◆ **Problem to solve**
In the records below, locate the line containing "Phrase: sliding glass door"; output that line and every following line through the last, exactly.

[Records of labeled points]
________________________
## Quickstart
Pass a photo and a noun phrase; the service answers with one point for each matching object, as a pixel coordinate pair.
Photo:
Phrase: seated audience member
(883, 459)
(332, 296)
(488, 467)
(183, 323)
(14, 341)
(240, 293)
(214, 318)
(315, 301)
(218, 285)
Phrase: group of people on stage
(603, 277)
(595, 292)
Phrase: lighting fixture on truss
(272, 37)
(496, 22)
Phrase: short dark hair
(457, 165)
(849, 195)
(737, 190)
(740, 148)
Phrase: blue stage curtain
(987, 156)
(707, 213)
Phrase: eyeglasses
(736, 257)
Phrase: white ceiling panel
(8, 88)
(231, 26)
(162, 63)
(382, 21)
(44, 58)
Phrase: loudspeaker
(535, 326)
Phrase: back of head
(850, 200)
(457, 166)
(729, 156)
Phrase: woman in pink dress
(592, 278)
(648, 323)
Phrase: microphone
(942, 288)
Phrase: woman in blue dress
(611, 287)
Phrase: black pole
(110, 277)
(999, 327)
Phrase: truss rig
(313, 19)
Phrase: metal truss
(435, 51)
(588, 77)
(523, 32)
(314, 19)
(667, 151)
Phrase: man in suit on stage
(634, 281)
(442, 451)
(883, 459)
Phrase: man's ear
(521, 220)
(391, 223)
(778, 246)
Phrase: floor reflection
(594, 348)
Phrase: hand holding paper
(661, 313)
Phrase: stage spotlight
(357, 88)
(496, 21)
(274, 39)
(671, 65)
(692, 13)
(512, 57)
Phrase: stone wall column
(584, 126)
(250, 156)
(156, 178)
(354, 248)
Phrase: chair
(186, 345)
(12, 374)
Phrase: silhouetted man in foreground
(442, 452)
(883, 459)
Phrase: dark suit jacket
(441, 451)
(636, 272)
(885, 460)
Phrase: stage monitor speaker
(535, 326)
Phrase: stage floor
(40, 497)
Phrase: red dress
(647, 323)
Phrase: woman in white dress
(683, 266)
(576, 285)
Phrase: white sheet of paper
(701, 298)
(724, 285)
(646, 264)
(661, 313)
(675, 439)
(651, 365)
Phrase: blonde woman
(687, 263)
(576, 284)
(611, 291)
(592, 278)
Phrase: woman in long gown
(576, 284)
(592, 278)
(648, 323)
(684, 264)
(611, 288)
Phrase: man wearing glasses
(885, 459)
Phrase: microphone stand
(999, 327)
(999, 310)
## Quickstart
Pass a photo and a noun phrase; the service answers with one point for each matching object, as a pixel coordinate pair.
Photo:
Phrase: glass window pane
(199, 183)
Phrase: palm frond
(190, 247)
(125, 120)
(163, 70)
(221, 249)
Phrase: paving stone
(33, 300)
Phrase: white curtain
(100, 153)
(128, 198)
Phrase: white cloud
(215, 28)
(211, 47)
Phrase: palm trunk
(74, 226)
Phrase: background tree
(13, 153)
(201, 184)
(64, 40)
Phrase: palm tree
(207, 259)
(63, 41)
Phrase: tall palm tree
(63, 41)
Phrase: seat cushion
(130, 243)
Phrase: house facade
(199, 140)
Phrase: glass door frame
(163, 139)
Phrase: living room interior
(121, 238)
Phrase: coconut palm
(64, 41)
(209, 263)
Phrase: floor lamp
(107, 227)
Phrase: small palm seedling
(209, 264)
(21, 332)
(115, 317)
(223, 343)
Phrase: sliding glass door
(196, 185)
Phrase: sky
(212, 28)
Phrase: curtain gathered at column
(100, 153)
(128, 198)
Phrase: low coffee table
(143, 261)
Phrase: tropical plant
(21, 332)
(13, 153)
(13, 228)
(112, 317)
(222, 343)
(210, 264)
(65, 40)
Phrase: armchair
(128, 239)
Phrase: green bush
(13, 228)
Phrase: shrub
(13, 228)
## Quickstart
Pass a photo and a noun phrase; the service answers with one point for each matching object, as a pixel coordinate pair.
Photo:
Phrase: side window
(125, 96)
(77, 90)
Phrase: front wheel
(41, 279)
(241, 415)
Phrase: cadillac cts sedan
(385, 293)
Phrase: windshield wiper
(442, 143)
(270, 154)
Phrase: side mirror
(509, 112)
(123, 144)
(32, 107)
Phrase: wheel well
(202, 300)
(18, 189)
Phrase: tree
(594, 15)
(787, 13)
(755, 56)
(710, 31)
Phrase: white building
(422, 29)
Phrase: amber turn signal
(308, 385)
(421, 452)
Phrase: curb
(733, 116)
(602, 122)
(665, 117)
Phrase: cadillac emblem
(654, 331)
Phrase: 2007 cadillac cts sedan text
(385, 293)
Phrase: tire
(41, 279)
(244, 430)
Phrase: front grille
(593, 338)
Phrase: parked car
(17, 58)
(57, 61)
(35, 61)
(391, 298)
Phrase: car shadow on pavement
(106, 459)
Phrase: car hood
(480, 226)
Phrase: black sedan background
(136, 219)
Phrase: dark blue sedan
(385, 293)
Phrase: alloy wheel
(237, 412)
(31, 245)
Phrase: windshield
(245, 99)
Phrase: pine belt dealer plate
________________________
◆ **Exercise output**
Phrase: sliding glass door
(196, 185)
Phrase: sky
(212, 28)
Phrase: curtain gathered at column
(100, 153)
(128, 198)
Phrase: low coffee table
(143, 261)
Phrase: tropical plant
(21, 332)
(13, 153)
(13, 228)
(112, 317)
(222, 343)
(210, 264)
(65, 40)
Phrase: armchair
(128, 239)
Phrase: green bush
(13, 228)
Phrase: shrub
(13, 228)
## Quickstart
Pass a photo and a noun phrase; the service answers with one point for each matching object, as a pixel coordinate pair.
Photo:
Phrase: side window
(125, 96)
(77, 90)
Phrase: front wheel
(41, 279)
(241, 415)
Phrase: cadillac cts sedan
(385, 293)
Phrase: windshield wiper
(442, 143)
(270, 154)
Phrase: side mirror
(509, 112)
(123, 144)
(32, 107)
Phrase: wheel well
(202, 300)
(18, 189)
Phrase: tree
(594, 15)
(787, 13)
(755, 56)
(710, 31)
Phrase: white building
(422, 29)
Phrase: amber turn signal
(308, 385)
(421, 452)
Phrase: curb
(733, 116)
(602, 122)
(665, 117)
Phrase: cadillac emblem
(654, 331)
Phrase: 2007 cadillac cts sedan text
(385, 293)
Phrase: tire
(41, 279)
(244, 430)
Phrase: front grille
(593, 338)
Phrase: parked car
(17, 58)
(57, 61)
(35, 61)
(391, 298)
Phrase: car shadow on pavement
(106, 459)
Phrase: car hood
(480, 226)
Phrase: black sedan background
(136, 219)
Phrase: dark blue sedan
(385, 293)
Phrase: alloy wheel
(237, 412)
(31, 245)
Phrase: windshield
(245, 99)
Phrase: pine belt dealer plate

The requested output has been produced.